(Excerpts from a dataset)
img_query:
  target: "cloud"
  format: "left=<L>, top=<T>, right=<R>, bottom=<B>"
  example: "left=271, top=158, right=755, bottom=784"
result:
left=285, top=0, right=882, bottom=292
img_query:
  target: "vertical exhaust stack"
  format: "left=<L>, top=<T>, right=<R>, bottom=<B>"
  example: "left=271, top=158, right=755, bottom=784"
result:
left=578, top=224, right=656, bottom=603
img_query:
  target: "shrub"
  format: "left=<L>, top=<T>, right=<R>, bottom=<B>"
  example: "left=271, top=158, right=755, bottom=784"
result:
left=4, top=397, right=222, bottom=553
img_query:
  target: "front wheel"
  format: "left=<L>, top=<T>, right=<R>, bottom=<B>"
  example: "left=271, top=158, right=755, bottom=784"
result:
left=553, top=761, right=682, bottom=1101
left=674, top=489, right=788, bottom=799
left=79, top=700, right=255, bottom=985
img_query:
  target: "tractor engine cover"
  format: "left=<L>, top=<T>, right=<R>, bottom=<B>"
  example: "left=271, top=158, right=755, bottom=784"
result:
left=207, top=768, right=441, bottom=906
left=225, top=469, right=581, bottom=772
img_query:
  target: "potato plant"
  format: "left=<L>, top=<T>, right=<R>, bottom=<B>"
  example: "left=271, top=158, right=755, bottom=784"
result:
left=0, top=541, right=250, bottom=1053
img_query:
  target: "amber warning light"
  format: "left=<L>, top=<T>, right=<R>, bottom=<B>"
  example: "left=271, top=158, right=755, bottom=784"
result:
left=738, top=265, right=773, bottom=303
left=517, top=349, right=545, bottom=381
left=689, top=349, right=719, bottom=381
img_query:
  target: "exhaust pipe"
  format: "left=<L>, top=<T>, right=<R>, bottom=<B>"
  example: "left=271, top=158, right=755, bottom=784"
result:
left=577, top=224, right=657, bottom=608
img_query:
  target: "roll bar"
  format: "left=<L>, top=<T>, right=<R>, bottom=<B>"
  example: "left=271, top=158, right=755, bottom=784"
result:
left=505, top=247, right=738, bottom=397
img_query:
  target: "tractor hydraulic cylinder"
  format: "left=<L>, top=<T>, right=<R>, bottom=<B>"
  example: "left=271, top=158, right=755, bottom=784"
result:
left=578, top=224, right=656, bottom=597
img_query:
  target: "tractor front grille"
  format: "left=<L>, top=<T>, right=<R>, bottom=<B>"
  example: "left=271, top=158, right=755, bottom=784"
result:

■ **ACTIVITY**:
The records above need to be transcribed in full. Keep every character unchanged.

■ **EXPECTED ANSWER**:
img_query:
  target: "cloud"
  format: "left=<L>, top=<T>, right=<R>, bottom=<B>"
  example: "left=271, top=158, right=755, bottom=784"
result:
left=285, top=0, right=882, bottom=292
img_query:
  target: "vertical exhaust stack"
  format: "left=<L>, top=<T>, right=<R>, bottom=<B>"
  example: "left=271, top=158, right=755, bottom=784"
result:
left=578, top=224, right=656, bottom=603
img_query:
  target: "shrub"
  format: "left=<L>, top=<T>, right=<R>, bottom=<B>"
  example: "left=271, top=158, right=755, bottom=784"
result:
left=4, top=397, right=222, bottom=553
img_query:
  target: "front wheel"
  format: "left=<L>, top=<T>, right=<R>, bottom=<B>"
  example: "left=271, top=158, right=755, bottom=784"
result:
left=553, top=761, right=682, bottom=1101
left=674, top=489, right=788, bottom=799
left=79, top=700, right=255, bottom=985
img_query:
  target: "tractor engine cover"
  format: "left=<L>, top=<T>, right=<R>, bottom=<B>"
  example: "left=271, top=158, right=755, bottom=784"
result:
left=207, top=768, right=441, bottom=906
left=225, top=469, right=581, bottom=772
img_query:
  target: "potato plant"
  format: "left=<L>, top=<T>, right=<R>, bottom=<B>"
  example: "left=271, top=158, right=755, bottom=784"
result:
left=0, top=541, right=250, bottom=1053
img_query:
  target: "amber warning light"
  format: "left=<L>, top=<T>, right=<R>, bottom=<B>"
  example: "left=271, top=158, right=755, bottom=784"
result:
left=738, top=265, right=773, bottom=303
left=517, top=349, right=545, bottom=381
left=689, top=349, right=719, bottom=381
img_query:
  target: "exhaust pipe"
  format: "left=<L>, top=<T>, right=<R>, bottom=<B>"
  example: "left=271, top=158, right=755, bottom=784"
result:
left=577, top=224, right=657, bottom=608
img_query:
  target: "roll bar"
  format: "left=<L>, top=<T>, right=<R>, bottom=<B>"
  example: "left=271, top=158, right=755, bottom=784"
result:
left=505, top=247, right=738, bottom=397
img_query:
  target: "tractor hydraulic cylinder"
  format: "left=<L>, top=<T>, right=<R>, bottom=<B>"
  example: "left=271, top=158, right=755, bottom=784"
result:
left=578, top=224, right=656, bottom=597
img_query:
  target: "tractor front grille"
  format: "left=<L>, top=<T>, right=<R>, bottom=<B>"
  example: "left=271, top=158, right=755, bottom=784"
result:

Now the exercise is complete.